Stored items from a collection
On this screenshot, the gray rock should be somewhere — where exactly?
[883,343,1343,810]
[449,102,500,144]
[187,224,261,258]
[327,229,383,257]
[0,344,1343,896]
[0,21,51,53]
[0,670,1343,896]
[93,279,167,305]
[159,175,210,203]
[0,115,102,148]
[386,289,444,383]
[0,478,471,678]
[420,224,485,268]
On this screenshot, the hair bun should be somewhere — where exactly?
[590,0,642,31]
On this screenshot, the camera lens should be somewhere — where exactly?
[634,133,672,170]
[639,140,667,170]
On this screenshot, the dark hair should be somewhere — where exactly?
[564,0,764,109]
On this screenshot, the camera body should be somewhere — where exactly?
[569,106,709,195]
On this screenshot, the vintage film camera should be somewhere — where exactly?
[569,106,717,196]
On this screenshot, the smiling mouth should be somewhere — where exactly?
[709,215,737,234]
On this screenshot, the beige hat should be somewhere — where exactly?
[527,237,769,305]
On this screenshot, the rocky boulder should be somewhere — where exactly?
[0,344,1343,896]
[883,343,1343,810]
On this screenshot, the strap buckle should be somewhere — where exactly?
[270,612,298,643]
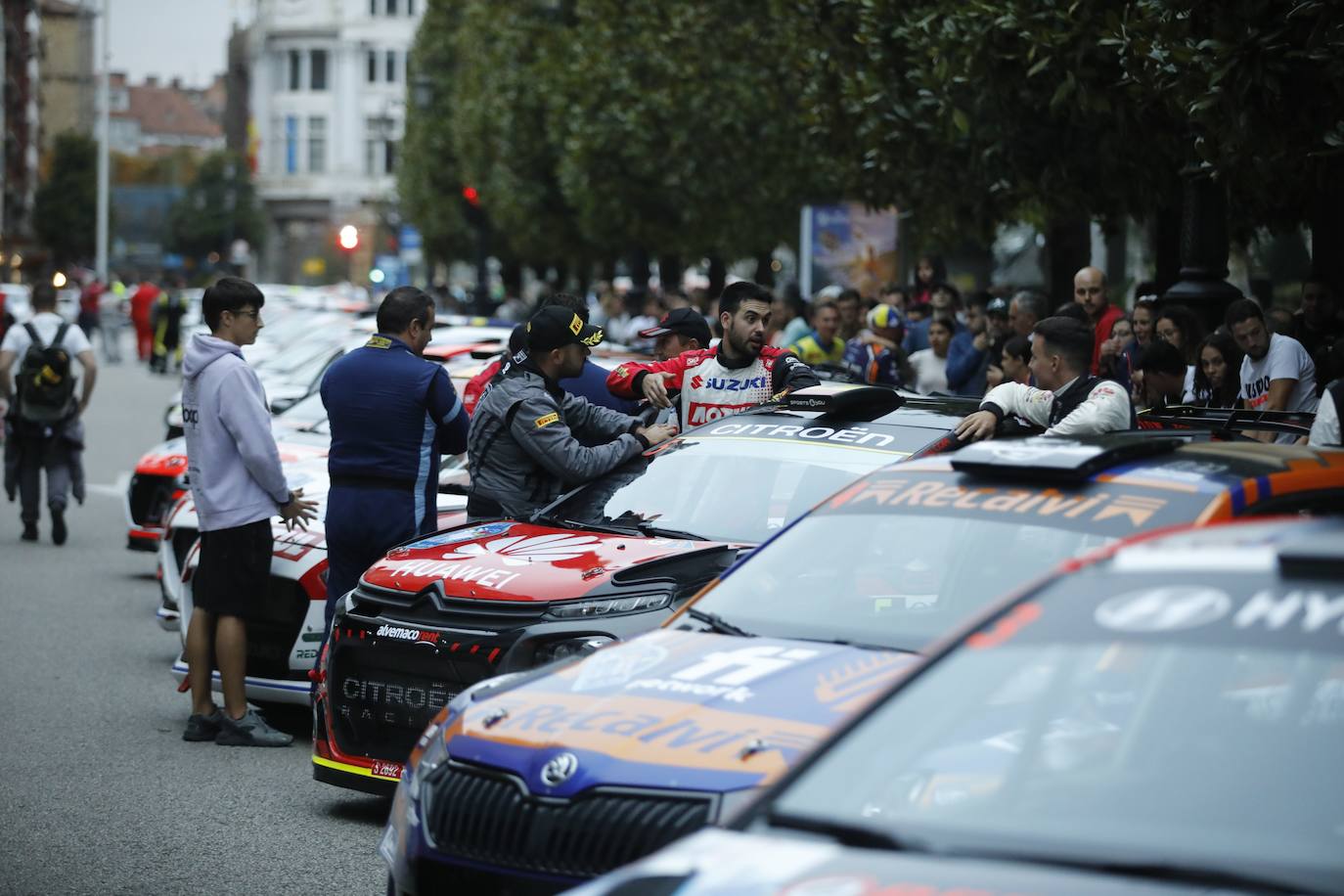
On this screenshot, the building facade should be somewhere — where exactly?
[248,0,427,282]
[0,0,42,265]
[37,0,97,152]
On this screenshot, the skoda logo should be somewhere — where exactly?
[542,752,579,787]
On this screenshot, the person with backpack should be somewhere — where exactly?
[0,284,98,544]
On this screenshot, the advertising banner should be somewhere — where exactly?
[798,202,901,295]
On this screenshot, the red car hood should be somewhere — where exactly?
[364,522,725,604]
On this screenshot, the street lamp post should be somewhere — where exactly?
[94,0,112,284]
[1163,169,1242,332]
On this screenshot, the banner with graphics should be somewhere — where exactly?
[798,202,901,297]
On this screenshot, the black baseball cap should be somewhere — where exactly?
[527,305,604,352]
[640,307,712,348]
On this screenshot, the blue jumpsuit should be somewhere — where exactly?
[321,334,470,627]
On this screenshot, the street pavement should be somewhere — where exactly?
[0,349,389,893]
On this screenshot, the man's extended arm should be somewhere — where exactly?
[1243,379,1297,442]
[427,367,471,454]
[512,399,648,483]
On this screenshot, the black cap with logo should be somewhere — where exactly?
[640,307,712,348]
[527,305,603,352]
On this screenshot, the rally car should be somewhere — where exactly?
[313,384,973,792]
[572,519,1344,896]
[376,432,1344,892]
[157,458,467,705]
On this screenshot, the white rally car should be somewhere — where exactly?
[158,458,467,705]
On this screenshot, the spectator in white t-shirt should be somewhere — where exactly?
[910,317,953,395]
[1225,298,1318,443]
[1308,381,1344,447]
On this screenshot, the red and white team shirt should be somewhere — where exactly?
[606,345,812,426]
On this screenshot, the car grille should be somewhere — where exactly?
[130,475,177,525]
[425,764,709,878]
[327,622,502,762]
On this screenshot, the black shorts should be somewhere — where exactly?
[191,518,274,619]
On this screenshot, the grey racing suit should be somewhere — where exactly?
[980,377,1136,435]
[467,361,650,518]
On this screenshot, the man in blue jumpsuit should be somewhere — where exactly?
[321,287,470,625]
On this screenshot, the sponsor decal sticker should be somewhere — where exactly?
[403,522,514,551]
[1094,584,1232,633]
[374,625,438,644]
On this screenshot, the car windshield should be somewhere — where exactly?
[280,392,327,431]
[547,428,938,544]
[696,514,1114,650]
[762,572,1344,892]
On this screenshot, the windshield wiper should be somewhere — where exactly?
[938,849,1319,893]
[528,514,640,535]
[636,519,709,541]
[765,807,928,853]
[686,607,755,638]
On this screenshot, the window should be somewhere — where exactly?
[285,115,298,175]
[308,115,327,175]
[308,50,327,90]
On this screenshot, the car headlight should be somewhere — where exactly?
[546,594,672,619]
[406,726,448,805]
[535,634,615,665]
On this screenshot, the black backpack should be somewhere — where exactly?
[16,324,75,424]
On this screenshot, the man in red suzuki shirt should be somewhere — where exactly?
[606,281,820,427]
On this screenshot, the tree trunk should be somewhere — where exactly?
[1152,196,1180,295]
[1308,161,1344,289]
[1046,217,1092,310]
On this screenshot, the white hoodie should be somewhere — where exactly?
[181,334,289,532]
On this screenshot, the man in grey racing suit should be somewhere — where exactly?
[956,317,1136,442]
[467,305,676,519]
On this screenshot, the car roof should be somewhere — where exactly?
[874,429,1344,489]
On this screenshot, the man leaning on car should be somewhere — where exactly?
[181,277,317,747]
[467,305,676,518]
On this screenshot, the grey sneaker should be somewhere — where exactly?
[215,709,294,747]
[181,706,224,740]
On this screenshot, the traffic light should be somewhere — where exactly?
[336,224,359,252]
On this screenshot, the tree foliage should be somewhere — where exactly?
[164,151,265,258]
[396,0,470,268]
[32,133,98,266]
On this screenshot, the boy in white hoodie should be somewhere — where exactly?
[181,277,316,747]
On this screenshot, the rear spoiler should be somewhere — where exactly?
[1139,404,1316,435]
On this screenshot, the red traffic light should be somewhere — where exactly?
[336,224,359,252]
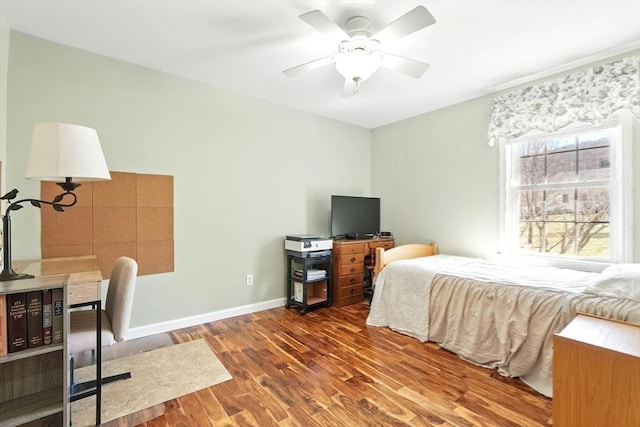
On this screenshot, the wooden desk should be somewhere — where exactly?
[13,255,102,305]
[553,314,640,427]
[11,255,102,425]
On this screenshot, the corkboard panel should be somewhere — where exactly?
[40,206,93,247]
[93,172,138,207]
[93,241,136,280]
[137,240,174,275]
[93,206,137,244]
[42,243,93,258]
[136,207,173,242]
[41,172,174,279]
[137,174,173,209]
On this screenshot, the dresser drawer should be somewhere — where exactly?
[338,274,363,288]
[339,263,364,277]
[340,243,365,255]
[338,283,364,298]
[340,253,364,267]
[369,240,393,249]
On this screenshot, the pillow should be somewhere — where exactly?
[585,263,640,302]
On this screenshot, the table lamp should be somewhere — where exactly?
[0,123,111,281]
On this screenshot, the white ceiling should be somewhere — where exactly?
[0,0,640,128]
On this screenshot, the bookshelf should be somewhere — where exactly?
[0,276,69,426]
[0,255,102,427]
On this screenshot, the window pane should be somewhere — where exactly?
[544,222,575,255]
[578,130,610,148]
[544,188,576,221]
[519,221,544,253]
[546,136,576,153]
[517,141,547,157]
[518,190,544,221]
[520,155,545,185]
[578,224,609,258]
[547,151,576,183]
[576,187,609,222]
[578,147,610,181]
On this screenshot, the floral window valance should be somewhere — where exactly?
[489,56,640,146]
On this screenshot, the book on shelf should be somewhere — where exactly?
[7,292,28,353]
[0,294,9,356]
[42,289,53,345]
[27,291,42,348]
[51,288,64,344]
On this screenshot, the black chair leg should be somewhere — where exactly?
[71,372,131,396]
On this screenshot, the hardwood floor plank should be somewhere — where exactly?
[114,303,552,427]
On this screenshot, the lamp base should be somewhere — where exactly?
[0,268,34,282]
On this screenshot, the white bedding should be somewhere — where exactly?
[367,255,640,396]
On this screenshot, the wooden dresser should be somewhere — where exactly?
[553,314,640,427]
[332,239,394,307]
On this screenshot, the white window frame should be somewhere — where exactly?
[499,111,634,271]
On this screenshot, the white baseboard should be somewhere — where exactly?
[127,298,286,340]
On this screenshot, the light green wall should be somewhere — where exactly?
[371,50,640,262]
[7,32,371,326]
[0,13,9,185]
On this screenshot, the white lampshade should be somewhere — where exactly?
[25,123,111,182]
[336,49,382,81]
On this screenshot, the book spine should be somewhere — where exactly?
[51,288,64,344]
[7,292,28,353]
[42,289,53,345]
[27,291,42,348]
[0,294,9,356]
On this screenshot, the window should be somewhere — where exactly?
[501,115,632,262]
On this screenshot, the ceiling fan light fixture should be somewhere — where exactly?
[336,49,382,82]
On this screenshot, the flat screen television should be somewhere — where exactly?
[331,195,380,239]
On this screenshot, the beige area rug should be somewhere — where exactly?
[71,339,231,427]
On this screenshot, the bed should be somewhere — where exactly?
[367,244,640,397]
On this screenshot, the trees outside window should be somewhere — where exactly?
[503,117,631,261]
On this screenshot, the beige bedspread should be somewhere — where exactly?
[367,255,640,396]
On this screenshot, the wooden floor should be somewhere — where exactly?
[109,303,551,427]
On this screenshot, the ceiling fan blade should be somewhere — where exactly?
[380,53,430,79]
[371,6,436,42]
[300,10,351,43]
[283,55,336,77]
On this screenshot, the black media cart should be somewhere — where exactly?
[285,250,332,314]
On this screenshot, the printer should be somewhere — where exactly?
[284,234,333,255]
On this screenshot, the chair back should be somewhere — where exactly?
[105,257,138,342]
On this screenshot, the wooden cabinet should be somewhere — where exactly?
[0,276,69,426]
[333,239,393,307]
[553,314,640,427]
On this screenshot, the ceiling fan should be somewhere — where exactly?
[283,6,436,96]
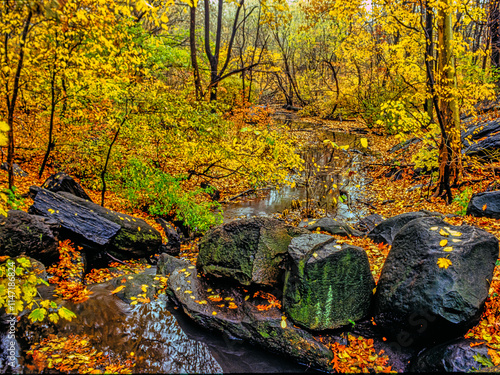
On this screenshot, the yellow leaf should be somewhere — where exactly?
[437,258,451,269]
[111,285,125,294]
[439,229,450,237]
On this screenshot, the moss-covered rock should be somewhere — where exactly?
[283,233,375,330]
[197,217,309,285]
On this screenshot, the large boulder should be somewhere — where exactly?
[409,338,491,373]
[374,217,498,346]
[0,210,59,265]
[197,217,308,285]
[30,189,161,259]
[283,233,375,330]
[368,210,442,245]
[156,217,181,256]
[353,214,384,233]
[305,216,363,237]
[42,172,92,202]
[463,133,500,158]
[467,190,500,219]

SHORT TASK
Collect every line of the listing above that contains the string "floor", treating uppercase and lowercase letters as different.

RESULT OF THE EXERCISE
On this screenshot, the hardwood floor plank should be somewhere — where exactly?
On this screenshot, the wooden floor should be somewhere — where exactly?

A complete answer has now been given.